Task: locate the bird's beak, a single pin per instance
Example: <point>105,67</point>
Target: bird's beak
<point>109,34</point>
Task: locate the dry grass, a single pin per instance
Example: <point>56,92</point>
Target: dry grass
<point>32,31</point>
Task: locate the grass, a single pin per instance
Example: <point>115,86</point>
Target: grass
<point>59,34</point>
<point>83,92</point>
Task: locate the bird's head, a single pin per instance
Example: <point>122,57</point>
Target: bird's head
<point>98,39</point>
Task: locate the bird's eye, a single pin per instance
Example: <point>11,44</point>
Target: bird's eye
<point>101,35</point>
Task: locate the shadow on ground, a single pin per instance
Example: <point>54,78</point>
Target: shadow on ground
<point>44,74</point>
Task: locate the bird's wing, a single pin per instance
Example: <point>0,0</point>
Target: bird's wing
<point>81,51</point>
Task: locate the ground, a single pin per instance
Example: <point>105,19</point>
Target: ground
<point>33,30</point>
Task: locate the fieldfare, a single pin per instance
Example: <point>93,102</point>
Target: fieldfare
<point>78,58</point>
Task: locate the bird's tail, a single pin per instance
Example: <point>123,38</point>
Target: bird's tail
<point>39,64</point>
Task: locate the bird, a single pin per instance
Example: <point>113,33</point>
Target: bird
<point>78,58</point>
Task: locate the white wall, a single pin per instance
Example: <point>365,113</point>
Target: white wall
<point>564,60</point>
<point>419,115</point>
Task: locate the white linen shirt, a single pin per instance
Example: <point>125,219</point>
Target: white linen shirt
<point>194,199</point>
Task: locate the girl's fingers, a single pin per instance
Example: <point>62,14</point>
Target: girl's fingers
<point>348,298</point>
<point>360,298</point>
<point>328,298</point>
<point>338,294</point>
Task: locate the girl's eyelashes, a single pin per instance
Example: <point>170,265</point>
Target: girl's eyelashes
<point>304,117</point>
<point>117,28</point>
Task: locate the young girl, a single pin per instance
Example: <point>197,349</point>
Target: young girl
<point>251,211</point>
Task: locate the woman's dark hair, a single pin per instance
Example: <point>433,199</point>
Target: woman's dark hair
== == ==
Objectif de l'exercice — Recopiez sans aucune modification la partie des items qui s'ouvre sur la ligne contenant « Task: locate the bird's tail, a » et se ferme sur la ligne contenant « <point>419,115</point> », ces deux lignes incluses.

Corrigé de l'exercice —
Task: locate the bird's tail, a single pin per instance
Example: <point>123,38</point>
Target: bird's tail
<point>39,64</point>
Task: locate the bird, a single pin per instance
Example: <point>113,33</point>
Target: bird
<point>78,58</point>
Task: locate the white wall, a single pin per instance
Example: <point>365,113</point>
Target: white wall
<point>564,60</point>
<point>419,115</point>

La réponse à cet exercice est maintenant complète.